■ **PROBLEMS TO WORK ON**:
- A) According to the passage on the Nagorno-Karabakh cease-fire, how far is Shusha from Stepanakert by road?
- B) Condense the paragraph beginning "Armenia was forced to accept a military defeat" from the passage on the Nagorno-Karabakh cease-fire into a short bulleted list that keeps its main facts.
- C) Extend the passage on the Nagorno-Karabakh cease-fire past its final sentence.
##### PASSAGE PROVIDED #####
Armenia was forced to accept a military defeat to avoid political-strategic annihilation. The Nagorno-Karabakh capital, Stepanakert, and the Lachin corridor, which connects Nagorno-Karabakh to Armenia proper, remained under Artsakh control, and a full humanitarian disaster was avoided. Pashinyan noted that Stepanakert (Xankandi in Azeri) was under direct threat, and if the cease-fire document had not been signed, “there was a high probability that Stepanakert, Martuni (Khojavend), Askeran (Xocali) would have been captured, after which thousands of our soldiers would have been under siege and a total collapse could have happened as a result.” Had this occurred: “20,000 Armenian troops and officers could find themselves surrounded by enemy troops, facing the prospect of being killed or captured,” he said. After Azerbaijan captured the key city of Shusha, 6.4 kilometers from Stepanakert as the crow flies and 14 kilometers downhill by road, the Ministry of Defense of Armenia and the chief of the general staff endorsed this assessment and supported the agreement, confirming that they would obey and execute it. In doing so, Armenian red lines were breached.
##### DATA SHOWN #####
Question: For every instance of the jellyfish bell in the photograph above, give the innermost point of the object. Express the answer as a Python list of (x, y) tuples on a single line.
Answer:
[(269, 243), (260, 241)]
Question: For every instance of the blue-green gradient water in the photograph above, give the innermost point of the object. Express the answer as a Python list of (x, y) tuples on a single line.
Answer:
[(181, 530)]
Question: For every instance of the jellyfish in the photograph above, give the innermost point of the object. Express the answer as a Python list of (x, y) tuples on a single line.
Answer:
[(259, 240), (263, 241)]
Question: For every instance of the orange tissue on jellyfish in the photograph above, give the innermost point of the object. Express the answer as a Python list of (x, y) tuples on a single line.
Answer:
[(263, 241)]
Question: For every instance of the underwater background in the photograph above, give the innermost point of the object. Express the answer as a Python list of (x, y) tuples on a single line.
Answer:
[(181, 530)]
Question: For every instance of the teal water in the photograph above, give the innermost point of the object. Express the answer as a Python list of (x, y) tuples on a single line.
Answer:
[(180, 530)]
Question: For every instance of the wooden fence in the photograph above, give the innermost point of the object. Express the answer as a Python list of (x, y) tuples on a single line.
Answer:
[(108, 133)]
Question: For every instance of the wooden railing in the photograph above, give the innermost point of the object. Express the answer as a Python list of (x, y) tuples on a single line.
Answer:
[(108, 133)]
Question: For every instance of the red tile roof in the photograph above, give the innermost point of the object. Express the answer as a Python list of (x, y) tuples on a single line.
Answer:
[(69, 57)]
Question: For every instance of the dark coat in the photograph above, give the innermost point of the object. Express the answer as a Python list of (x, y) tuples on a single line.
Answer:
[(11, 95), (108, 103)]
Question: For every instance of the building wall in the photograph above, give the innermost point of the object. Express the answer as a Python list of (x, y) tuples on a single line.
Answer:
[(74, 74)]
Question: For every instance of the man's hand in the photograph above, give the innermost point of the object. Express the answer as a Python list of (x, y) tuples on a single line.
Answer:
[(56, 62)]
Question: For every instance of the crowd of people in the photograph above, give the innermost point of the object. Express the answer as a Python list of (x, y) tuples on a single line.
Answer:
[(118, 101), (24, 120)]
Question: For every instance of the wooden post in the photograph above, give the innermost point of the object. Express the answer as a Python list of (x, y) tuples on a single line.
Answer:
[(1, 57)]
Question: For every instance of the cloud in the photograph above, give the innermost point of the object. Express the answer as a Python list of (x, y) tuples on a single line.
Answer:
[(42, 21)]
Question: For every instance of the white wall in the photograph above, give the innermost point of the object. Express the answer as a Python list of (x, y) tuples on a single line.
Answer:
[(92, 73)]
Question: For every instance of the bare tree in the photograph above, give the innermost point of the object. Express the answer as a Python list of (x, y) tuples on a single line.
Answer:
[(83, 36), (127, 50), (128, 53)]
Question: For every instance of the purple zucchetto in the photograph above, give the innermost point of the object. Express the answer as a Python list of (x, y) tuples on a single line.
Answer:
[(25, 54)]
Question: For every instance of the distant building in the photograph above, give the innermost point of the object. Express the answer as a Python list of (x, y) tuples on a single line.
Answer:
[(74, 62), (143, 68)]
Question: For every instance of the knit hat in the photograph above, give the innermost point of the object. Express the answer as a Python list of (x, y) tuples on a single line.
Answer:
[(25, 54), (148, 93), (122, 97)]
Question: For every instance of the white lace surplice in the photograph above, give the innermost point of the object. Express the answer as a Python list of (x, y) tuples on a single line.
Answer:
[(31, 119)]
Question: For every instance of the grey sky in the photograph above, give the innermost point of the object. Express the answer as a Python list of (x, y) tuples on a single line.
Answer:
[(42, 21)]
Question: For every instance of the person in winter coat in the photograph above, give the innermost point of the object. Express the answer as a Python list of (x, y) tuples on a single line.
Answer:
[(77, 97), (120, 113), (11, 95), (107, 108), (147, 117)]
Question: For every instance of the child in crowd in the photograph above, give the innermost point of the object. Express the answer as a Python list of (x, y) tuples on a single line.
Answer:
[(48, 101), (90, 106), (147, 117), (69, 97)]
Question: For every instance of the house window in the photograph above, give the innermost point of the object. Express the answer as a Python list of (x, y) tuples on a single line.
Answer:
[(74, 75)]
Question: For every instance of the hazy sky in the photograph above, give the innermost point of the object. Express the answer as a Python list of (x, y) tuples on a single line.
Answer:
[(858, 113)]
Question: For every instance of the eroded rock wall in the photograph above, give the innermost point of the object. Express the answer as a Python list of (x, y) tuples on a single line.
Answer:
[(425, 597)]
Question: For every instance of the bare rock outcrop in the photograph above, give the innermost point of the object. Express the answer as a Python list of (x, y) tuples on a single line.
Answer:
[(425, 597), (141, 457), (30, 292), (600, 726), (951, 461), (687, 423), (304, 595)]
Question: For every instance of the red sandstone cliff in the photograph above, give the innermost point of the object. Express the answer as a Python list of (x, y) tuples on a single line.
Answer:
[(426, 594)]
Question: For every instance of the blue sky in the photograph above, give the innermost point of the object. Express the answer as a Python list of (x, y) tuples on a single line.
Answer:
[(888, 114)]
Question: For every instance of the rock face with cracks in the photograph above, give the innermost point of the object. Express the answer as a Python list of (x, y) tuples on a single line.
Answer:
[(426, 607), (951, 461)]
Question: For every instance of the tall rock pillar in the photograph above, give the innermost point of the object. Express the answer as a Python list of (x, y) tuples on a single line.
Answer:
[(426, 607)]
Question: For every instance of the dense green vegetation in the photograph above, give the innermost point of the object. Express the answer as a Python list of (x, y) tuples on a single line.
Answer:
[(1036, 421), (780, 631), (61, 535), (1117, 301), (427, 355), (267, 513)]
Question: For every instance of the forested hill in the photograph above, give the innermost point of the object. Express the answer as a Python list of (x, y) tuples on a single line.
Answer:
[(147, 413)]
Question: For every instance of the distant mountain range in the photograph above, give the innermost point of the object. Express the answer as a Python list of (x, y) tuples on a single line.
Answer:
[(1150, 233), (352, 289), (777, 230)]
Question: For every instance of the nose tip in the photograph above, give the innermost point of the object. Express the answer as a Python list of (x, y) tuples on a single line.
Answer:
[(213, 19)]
#####
■ **RESPONSES TO THE TASKS**:
- A) Shusha is 14 kilometers downhill from Stepanakert by road.

- B)
- Armenia accepted a military defeat to avoid political-strategic annihilation.
- Stepanakert and the Lachin corridor stayed under Artsakh control, and a full humanitarian disaster was avoided.
- Pashinyan said that without the cease-fire, Stepanakert, Martuni and Askeran would likely have been captured, leaving thousands of soldiers under siege and risking total collapse.
- He warned that 20,000 Armenian troops and officers could have been surrounded and killed or captured.
- After Azerbaijan took Shusha, 6.4 kilometers from Stepanakert as the crow flies, Armenia's Ministry of Defense and chief of the general staff endorsed this assessment and pledged to carry out the agreement.
- In doing so, Armenian red lines were breached.

- C)
First, having previously posited “Artsakh” as an existential “civilizational front line” against “international terrorism,” Armenia is no longer the guarantor of Nagorno-Karabakh security. This military defeat represents a core identity loss for Armenia: Armenia failed to counter Azerbaijan in the field, and its efforts to coerce Russia into supporting it by targeting Azeri critical national infrastructure outside the conflict zone caused an Azeri attack on Armenia proper. Following the signing of the cease-fire agreement, demonstrations in Yerevan and elsewhere highlighted the loss of leadership legitimacy. Pashinyan was blamed for losing the war and accepting an agreement that is to the detriment of the country’s interests.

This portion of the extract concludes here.